**Page:**
Dès la première phrase, il nous dit que c’est une histoire vraie, dont on se doute qu’elle est la sienne. Revenu en rêve dans le quartier de son enfance pauvre, à Thessalonique, il revoit la maison de sa famille et celle de ses voisins, des Juifs pauvres comme eux mais possédant un piano, que séparait un terrain de vague. C’est là que se réunissait la « bande » à laquelle il appartenait, composée du narrateur, de deux des cousins, des quatre filles et des deux garçons de la famille voisine, auxquels venait parfois s’ajouter un gamin de passage. Ils se connaissent tous depuis leur plus tendre enfance, mais le narrateur est secrètement amoureux de la belle Gioconda, la cadette des quatre filles, d’un an moins âgée que lui, mais plus mûre et déjà jeune femme alors que lui peine à sortir de l’enfance. Voici comment il la décrit dans les premières pages du récit :

Gioconda […] avait des yeux gris-bleu qui louchaient un peu. Elle était belle. Grande, bien faite, avec une nonchalance dans les gestes et un sourire qui éclairait et réchauffait tout autour d’elle. C’était ma compagne de jeux préférée […]. Elle fut mon amie la plus proche depuis que nous sûmes parler jusqu’au jour où elle partit, à quinze ans, avec toute sa famille, emmenée par les Allemands. Deux ans avant cette séparation, elle fut la première femme qui me lança un sourire, de façon soudaine, imprévue, un sourire différent de tous ceux que j’avais connus jusqu’alors, et dont elle-même devait ignorer le sens, levant les yeux jusqu’aux miens quelques instants, dans la pénombre d’une soirée de printemps, tandis que nous étions debout, vaguement mal à l’aise, sous l’abricotier de son jardin – un sourire timide, fugitif qui m’emplit d’un trouble, d’un vertige inconnu.

C’est ce « vertige inconnu » que va s’employer à décrire le narrateur, celui de la découverte d’un amour fou, passionné, entre deux adolescents, dans l’affolement des sens et des sentiments. Comme l’écrit Michel Volkovitch dans sa postface :

Níkos et Gioconda se retrouvent au cœur de la guerre comme deux petits Poucets la nuit dans une forêt pleine d’ogres, avec l’amour pour cabane-refuge. Aucune bonne fée n’interviendra au dénouement ; mais les deux jeunes amants auront tout de même obtenu du sort une espèce de miracle : vivre en quelques semaines d’amour fou l’équivalent de toute une vie.

Cette histoire d’amour est sans doute parmi les plus belles de la littérature, en raison d’une forme « de naturel, d’innocence, de ferveur » jusque dans l’érotisme saisissant de leurs ébats amoureux, avec toute la maladresse de deux adolescents qui s’initient ensemble et mutuellement à la découverte des corps, commence pourtant mal.

**Consigne:** Dressez la liste de tous ceux qui composaient la « bande » évoquée dans la page.

Entrées de segmentation d'images:
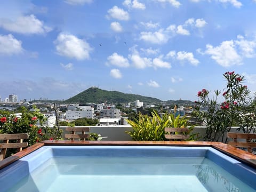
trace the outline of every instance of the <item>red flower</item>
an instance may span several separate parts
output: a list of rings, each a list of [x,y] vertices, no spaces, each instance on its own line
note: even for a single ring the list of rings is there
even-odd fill
[[[14,118],[12,121],[13,121],[13,122],[17,123],[18,117],[14,117]]]
[[[236,81],[238,82],[241,82],[242,81],[242,79],[240,77],[237,77],[236,78]]]
[[[3,117],[1,118],[0,118],[0,121],[1,123],[4,123],[4,122],[6,122],[7,121],[6,117]]]
[[[40,135],[43,135],[43,133],[42,132],[41,128],[40,128],[39,130],[37,131],[37,133],[38,133]]]
[[[221,107],[222,109],[227,109],[229,108],[229,103],[227,102],[224,102]]]

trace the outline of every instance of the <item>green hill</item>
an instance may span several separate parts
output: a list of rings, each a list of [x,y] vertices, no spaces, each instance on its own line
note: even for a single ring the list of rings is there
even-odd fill
[[[91,87],[65,101],[67,103],[129,103],[136,100],[144,103],[157,104],[162,102],[159,99],[135,94],[123,93],[118,91],[106,91],[97,87]]]

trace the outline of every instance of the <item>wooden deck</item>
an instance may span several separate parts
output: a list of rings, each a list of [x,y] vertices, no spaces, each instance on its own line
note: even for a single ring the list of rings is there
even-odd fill
[[[158,146],[211,147],[234,158],[256,168],[256,155],[229,145],[205,141],[44,141],[0,162],[0,169],[44,146]]]

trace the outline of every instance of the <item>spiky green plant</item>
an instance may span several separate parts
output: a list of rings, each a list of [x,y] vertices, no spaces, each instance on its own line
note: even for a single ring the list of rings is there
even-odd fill
[[[186,127],[188,126],[188,119],[185,116],[180,118],[179,116],[174,118],[173,115],[165,113],[161,117],[155,110],[151,115],[152,117],[150,117],[139,114],[138,119],[126,120],[133,130],[126,133],[135,141],[163,141],[166,140],[164,137],[165,127]],[[190,132],[193,127],[190,127]],[[192,140],[195,134],[191,135]]]

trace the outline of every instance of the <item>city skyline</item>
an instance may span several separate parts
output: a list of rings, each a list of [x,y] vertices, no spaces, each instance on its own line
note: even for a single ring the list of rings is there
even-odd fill
[[[159,99],[256,91],[256,0],[3,1],[0,95],[66,100],[95,86]]]

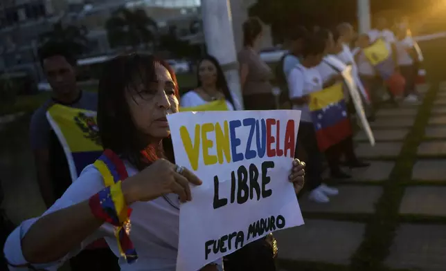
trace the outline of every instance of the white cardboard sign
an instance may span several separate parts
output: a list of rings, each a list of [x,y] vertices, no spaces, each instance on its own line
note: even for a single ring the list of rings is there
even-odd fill
[[[301,112],[168,117],[177,165],[203,185],[180,207],[177,271],[197,271],[271,232],[303,224],[288,180]]]

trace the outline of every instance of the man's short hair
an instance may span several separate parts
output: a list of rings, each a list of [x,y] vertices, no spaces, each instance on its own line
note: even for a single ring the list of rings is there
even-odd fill
[[[325,50],[326,39],[319,35],[309,35],[303,42],[302,55],[305,57],[323,54]]]
[[[351,28],[352,25],[348,23],[339,24],[336,28],[336,29],[339,32],[339,33],[341,33],[341,35],[344,35],[346,30]]]
[[[75,57],[70,53],[67,46],[62,43],[48,41],[39,49],[39,58],[41,65],[43,65],[46,59],[57,55],[64,57],[70,65],[76,66],[77,59]]]
[[[288,32],[288,39],[296,41],[301,39],[305,39],[309,35],[309,31],[303,26],[298,26],[292,28]]]

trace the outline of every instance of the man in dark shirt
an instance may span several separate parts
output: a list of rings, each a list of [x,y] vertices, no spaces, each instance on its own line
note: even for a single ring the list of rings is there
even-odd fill
[[[62,196],[72,180],[64,149],[46,118],[46,111],[54,104],[96,111],[98,97],[96,93],[82,92],[78,88],[76,60],[61,44],[44,46],[40,60],[52,88],[52,97],[33,115],[30,136],[40,192],[49,207]],[[94,245],[71,259],[71,270],[118,270],[118,259],[107,243],[102,240]]]

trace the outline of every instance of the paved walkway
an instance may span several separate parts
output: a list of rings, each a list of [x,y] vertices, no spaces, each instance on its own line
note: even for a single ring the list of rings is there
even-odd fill
[[[305,225],[276,234],[282,270],[346,270],[358,262],[364,266],[377,261],[389,270],[446,270],[446,84],[439,88],[436,98],[431,97],[432,106],[378,112],[373,124],[376,146],[371,147],[362,133],[355,138],[357,153],[371,166],[354,171],[352,181],[337,184],[340,194],[330,204],[313,203],[305,195],[300,198]],[[422,116],[417,114],[423,108],[431,115],[420,128]],[[3,207],[19,222],[44,207],[34,177],[27,121],[10,125],[8,132],[0,132]],[[418,136],[424,126],[424,136]],[[413,155],[407,151],[411,147]],[[410,172],[400,173],[402,169]]]
[[[422,88],[424,96],[428,87]],[[431,101],[434,101],[432,106],[379,111],[372,124],[376,146],[362,133],[355,138],[357,153],[371,166],[353,171],[353,181],[338,184],[339,195],[330,203],[300,198],[305,225],[275,234],[283,270],[339,270],[353,265],[362,271],[355,264],[377,261],[382,270],[446,270],[446,84],[434,98],[436,91],[429,91]],[[422,108],[431,111],[430,118],[429,112],[418,114]],[[423,115],[429,118],[425,124]],[[425,127],[424,136],[418,136]],[[398,171],[412,166],[411,172]],[[392,227],[394,236],[384,232]]]

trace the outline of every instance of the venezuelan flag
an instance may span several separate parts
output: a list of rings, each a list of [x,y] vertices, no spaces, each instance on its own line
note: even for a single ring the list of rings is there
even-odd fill
[[[372,45],[364,49],[368,62],[384,81],[395,72],[395,62],[389,45],[382,39],[378,39]]]
[[[204,104],[193,107],[181,107],[179,109],[181,112],[186,111],[227,111],[228,105],[224,99],[207,102]]]
[[[352,135],[342,83],[312,93],[310,97],[312,120],[321,151]]]
[[[56,104],[47,111],[46,118],[64,148],[74,181],[103,151],[96,113]]]

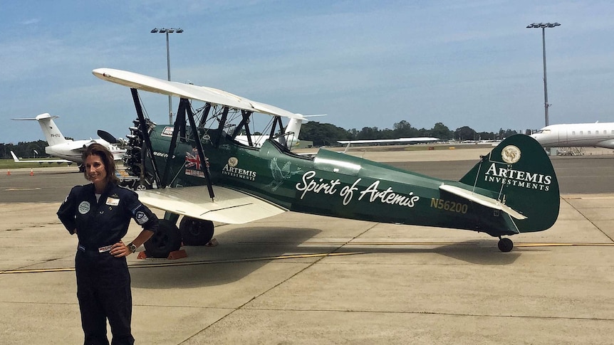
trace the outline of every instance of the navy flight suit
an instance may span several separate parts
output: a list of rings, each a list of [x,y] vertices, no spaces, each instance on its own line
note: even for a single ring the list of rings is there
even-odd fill
[[[109,247],[126,235],[130,218],[143,229],[155,231],[157,217],[139,201],[136,193],[111,182],[98,201],[93,184],[73,187],[58,217],[79,238],[75,268],[84,344],[109,344],[106,319],[113,333],[111,344],[134,344],[126,258],[111,255]]]

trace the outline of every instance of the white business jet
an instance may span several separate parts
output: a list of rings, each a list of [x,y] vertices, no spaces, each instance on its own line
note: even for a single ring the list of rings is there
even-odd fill
[[[531,136],[543,147],[614,149],[614,122],[551,124]]]
[[[81,159],[81,153],[85,150],[90,144],[98,142],[104,145],[111,152],[115,160],[121,160],[122,156],[126,150],[120,149],[117,145],[110,144],[106,140],[102,139],[89,139],[85,140],[73,140],[66,139],[62,135],[58,126],[53,119],[58,117],[58,116],[51,116],[48,113],[41,114],[34,118],[21,118],[12,119],[19,121],[38,121],[41,125],[41,129],[43,130],[43,134],[45,134],[45,138],[47,139],[47,143],[49,146],[45,147],[45,152],[55,157],[61,158],[62,160],[56,160],[54,163],[68,163],[74,162],[80,166],[83,163]],[[49,160],[19,160],[15,156],[13,157],[16,162],[26,163],[49,163]]]

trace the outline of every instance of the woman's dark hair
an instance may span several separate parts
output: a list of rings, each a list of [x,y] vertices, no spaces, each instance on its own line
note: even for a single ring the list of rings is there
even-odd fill
[[[117,184],[118,180],[118,176],[115,176],[115,161],[113,159],[113,155],[111,154],[111,152],[105,147],[104,145],[95,142],[93,144],[90,144],[90,146],[85,149],[85,151],[81,154],[81,159],[83,159],[84,164],[85,159],[90,156],[98,156],[100,157],[100,160],[103,161],[103,164],[105,164],[105,171],[107,172],[107,182]],[[85,176],[86,180],[90,179],[88,176],[87,169],[83,172],[83,176]]]

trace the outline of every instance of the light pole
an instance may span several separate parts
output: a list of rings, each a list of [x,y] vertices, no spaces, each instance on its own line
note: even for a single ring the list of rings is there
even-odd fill
[[[541,28],[541,47],[543,51],[543,108],[546,126],[549,123],[548,120],[548,107],[550,107],[550,105],[548,104],[548,83],[546,79],[546,28],[554,28],[559,25],[561,24],[558,23],[533,23],[526,26],[526,28]]]
[[[182,32],[183,29],[174,28],[155,28],[151,31],[152,33],[166,33],[166,68],[168,72],[168,81],[170,81],[170,53],[169,52],[168,34],[172,33],[181,33]],[[168,122],[169,124],[172,124],[172,101],[170,96],[168,97]]]

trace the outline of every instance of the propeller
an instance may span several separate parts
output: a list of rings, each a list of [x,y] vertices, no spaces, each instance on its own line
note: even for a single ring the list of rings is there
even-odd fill
[[[98,129],[97,133],[98,134],[98,137],[100,137],[100,139],[106,140],[110,144],[115,144],[123,149],[125,148],[125,147],[128,144],[128,142],[125,139],[116,139],[115,137],[113,136],[113,134],[111,134],[107,131]]]

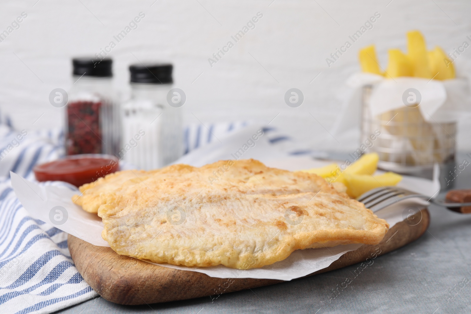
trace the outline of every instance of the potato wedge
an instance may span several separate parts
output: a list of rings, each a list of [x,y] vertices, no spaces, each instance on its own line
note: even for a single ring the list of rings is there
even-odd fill
[[[376,57],[374,45],[369,46],[360,50],[359,56],[362,72],[382,75],[380,71],[379,64]]]
[[[407,32],[407,56],[416,77],[431,79],[425,40],[418,31]]]
[[[390,49],[389,61],[385,77],[412,76],[414,71],[409,58],[400,49]]]
[[[362,155],[360,158],[350,165],[343,171],[344,173],[372,176],[378,168],[379,155],[376,153]]]
[[[379,176],[344,174],[347,193],[356,198],[363,193],[381,186],[395,185],[402,177],[394,172],[386,172]]]
[[[439,47],[429,51],[429,63],[434,80],[450,80],[455,78],[455,66],[451,60]]]

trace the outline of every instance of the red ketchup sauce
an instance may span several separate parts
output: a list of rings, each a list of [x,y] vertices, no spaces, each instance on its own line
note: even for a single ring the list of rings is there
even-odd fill
[[[119,160],[111,155],[76,155],[36,166],[36,180],[63,181],[79,187],[117,171]],[[99,157],[98,157],[99,156]]]

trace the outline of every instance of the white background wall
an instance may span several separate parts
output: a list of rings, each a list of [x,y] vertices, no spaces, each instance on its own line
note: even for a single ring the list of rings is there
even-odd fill
[[[359,71],[360,48],[376,44],[385,68],[387,49],[405,50],[408,30],[420,30],[430,49],[438,45],[447,52],[471,37],[471,2],[465,0],[154,1],[2,1],[0,31],[21,12],[28,17],[0,42],[0,109],[18,129],[61,125],[62,109],[51,105],[48,97],[52,89],[72,85],[71,57],[99,52],[143,12],[138,28],[110,53],[123,98],[129,93],[130,64],[170,61],[175,87],[187,94],[182,109],[187,123],[198,122],[192,113],[203,122],[265,123],[280,113],[270,125],[304,146],[349,150],[357,142],[339,136],[339,144],[325,129],[332,130],[348,93],[346,79]],[[258,12],[263,17],[255,28],[211,67],[208,58]],[[375,12],[381,17],[374,28],[328,67],[325,58]],[[461,75],[470,73],[471,48],[455,65]],[[297,108],[284,101],[293,87],[305,96]],[[459,148],[471,150],[471,121],[461,124],[460,131]]]

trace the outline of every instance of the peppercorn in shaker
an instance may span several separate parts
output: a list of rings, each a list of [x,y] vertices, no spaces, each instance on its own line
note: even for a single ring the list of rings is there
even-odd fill
[[[113,94],[112,61],[77,58],[72,63],[74,83],[65,110],[66,153],[115,155],[121,117]]]
[[[123,105],[119,157],[141,169],[163,167],[183,153],[181,106],[171,106],[167,101],[172,69],[171,64],[161,64],[129,68],[131,95]]]

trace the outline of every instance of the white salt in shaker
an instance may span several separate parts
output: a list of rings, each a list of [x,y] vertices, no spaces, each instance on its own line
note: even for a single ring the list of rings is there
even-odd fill
[[[122,106],[122,149],[118,157],[140,169],[162,167],[183,153],[179,103],[185,99],[178,91],[173,96],[172,68],[162,64],[129,67],[131,95]]]

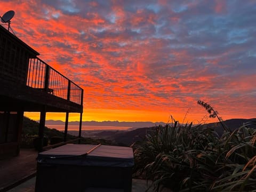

**Résultat:**
- le narrateur
- deux des cousins
- les quatre filles de la famille voisine
- les deux garçons de la famille voisine
- parfois, un gamin de passage